**Records provided**
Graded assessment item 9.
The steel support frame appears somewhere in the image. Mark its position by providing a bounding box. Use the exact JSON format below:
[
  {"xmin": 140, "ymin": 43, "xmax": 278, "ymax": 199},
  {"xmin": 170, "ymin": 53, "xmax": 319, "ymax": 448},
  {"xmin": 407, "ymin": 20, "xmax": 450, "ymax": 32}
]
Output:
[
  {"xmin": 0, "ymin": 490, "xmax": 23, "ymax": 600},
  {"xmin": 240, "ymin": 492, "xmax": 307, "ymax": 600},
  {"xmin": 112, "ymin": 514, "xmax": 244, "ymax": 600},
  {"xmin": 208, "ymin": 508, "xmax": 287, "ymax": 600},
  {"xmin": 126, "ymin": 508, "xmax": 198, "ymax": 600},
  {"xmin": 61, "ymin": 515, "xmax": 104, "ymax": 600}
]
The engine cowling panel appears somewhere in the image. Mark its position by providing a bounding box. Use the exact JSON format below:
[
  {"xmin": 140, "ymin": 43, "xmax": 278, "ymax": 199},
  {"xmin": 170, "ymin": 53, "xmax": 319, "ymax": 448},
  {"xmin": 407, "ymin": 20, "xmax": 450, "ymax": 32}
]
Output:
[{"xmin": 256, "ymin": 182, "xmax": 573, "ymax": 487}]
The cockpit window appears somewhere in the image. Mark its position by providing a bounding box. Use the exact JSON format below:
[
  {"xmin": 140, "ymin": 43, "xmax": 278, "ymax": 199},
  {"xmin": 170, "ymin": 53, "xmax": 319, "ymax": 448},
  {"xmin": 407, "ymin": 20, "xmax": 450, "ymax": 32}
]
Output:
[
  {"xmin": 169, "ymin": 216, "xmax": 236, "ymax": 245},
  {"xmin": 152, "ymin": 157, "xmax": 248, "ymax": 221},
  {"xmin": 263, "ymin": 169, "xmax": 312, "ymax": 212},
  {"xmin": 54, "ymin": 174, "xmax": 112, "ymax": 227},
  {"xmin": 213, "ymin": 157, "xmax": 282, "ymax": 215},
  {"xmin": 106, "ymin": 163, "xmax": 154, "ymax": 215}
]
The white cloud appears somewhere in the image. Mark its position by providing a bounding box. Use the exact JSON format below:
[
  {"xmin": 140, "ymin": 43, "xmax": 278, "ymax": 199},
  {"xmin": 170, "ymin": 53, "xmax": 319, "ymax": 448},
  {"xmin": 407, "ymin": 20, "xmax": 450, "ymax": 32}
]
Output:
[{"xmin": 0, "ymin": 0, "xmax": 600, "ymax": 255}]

**What to work on**
Convert every line above into a JSON list of strings, one string per line, and leave out any blank lines.

**Result of this exercise**
[
  "Graded assessment item 9.",
  "The steel support frame appears somewhere in the image. Mark its position by providing a bounding box. Use the exact JSON format below:",
  "[",
  "  {\"xmin\": 140, \"ymin\": 43, \"xmax\": 278, \"ymax\": 199},",
  "  {\"xmin\": 170, \"ymin\": 53, \"xmax\": 319, \"ymax\": 448},",
  "  {\"xmin\": 407, \"ymin\": 20, \"xmax\": 450, \"ymax\": 32}",
  "]",
  "Output:",
  "[",
  "  {\"xmin\": 0, \"ymin\": 490, \"xmax\": 23, \"ymax\": 600},",
  "  {\"xmin\": 240, \"ymin\": 492, \"xmax\": 307, \"ymax\": 600},",
  "  {\"xmin\": 112, \"ymin\": 514, \"xmax\": 244, \"ymax\": 600},",
  "  {\"xmin\": 208, \"ymin\": 508, \"xmax\": 287, \"ymax\": 600},",
  "  {\"xmin\": 126, \"ymin\": 508, \"xmax\": 198, \"ymax\": 600},",
  "  {\"xmin\": 61, \"ymin\": 515, \"xmax\": 104, \"ymax\": 600}",
  "]",
  "The engine cowling panel appears somewhere in the image. Mark its position by providing a bounding box. Use the exact JSON format below:",
  "[",
  "  {\"xmin\": 140, \"ymin\": 43, \"xmax\": 278, \"ymax\": 199},",
  "  {\"xmin\": 170, \"ymin\": 53, \"xmax\": 319, \"ymax\": 448},",
  "  {\"xmin\": 407, \"ymin\": 20, \"xmax\": 450, \"ymax\": 32}",
  "]",
  "Output:",
  "[{\"xmin\": 256, \"ymin\": 182, \"xmax\": 573, \"ymax\": 487}]",
  "The cockpit window appears somewhere in the image. Mark its position by providing a bounding box. Use the exact JSON format below:",
  "[",
  "  {\"xmin\": 140, \"ymin\": 43, \"xmax\": 278, \"ymax\": 199},",
  "  {\"xmin\": 170, \"ymin\": 53, \"xmax\": 319, \"ymax\": 448},",
  "  {\"xmin\": 407, \"ymin\": 20, \"xmax\": 450, \"ymax\": 32}",
  "]",
  "Output:",
  "[",
  "  {\"xmin\": 169, \"ymin\": 216, \"xmax\": 236, \"ymax\": 245},",
  "  {\"xmin\": 152, \"ymin\": 157, \"xmax\": 248, \"ymax\": 221},",
  "  {\"xmin\": 263, \"ymin\": 169, \"xmax\": 312, \"ymax\": 212},",
  "  {\"xmin\": 54, \"ymin\": 174, \"xmax\": 112, \"ymax\": 227},",
  "  {\"xmin\": 213, \"ymin\": 157, \"xmax\": 282, \"ymax\": 215},",
  "  {\"xmin\": 106, \"ymin\": 163, \"xmax\": 154, \"ymax\": 215}",
  "]",
  "The white cloud appears somewhere in the image. Mark its position by providing a bounding box. Use the exact JSON format below:",
  "[",
  "  {\"xmin\": 140, \"ymin\": 43, \"xmax\": 278, \"ymax\": 199},",
  "  {\"xmin\": 170, \"ymin\": 53, \"xmax\": 319, \"ymax\": 448},",
  "  {\"xmin\": 407, \"ymin\": 20, \"xmax\": 450, \"ymax\": 32}",
  "]",
  "Output:",
  "[{\"xmin\": 0, \"ymin\": 0, \"xmax\": 600, \"ymax\": 255}]"
]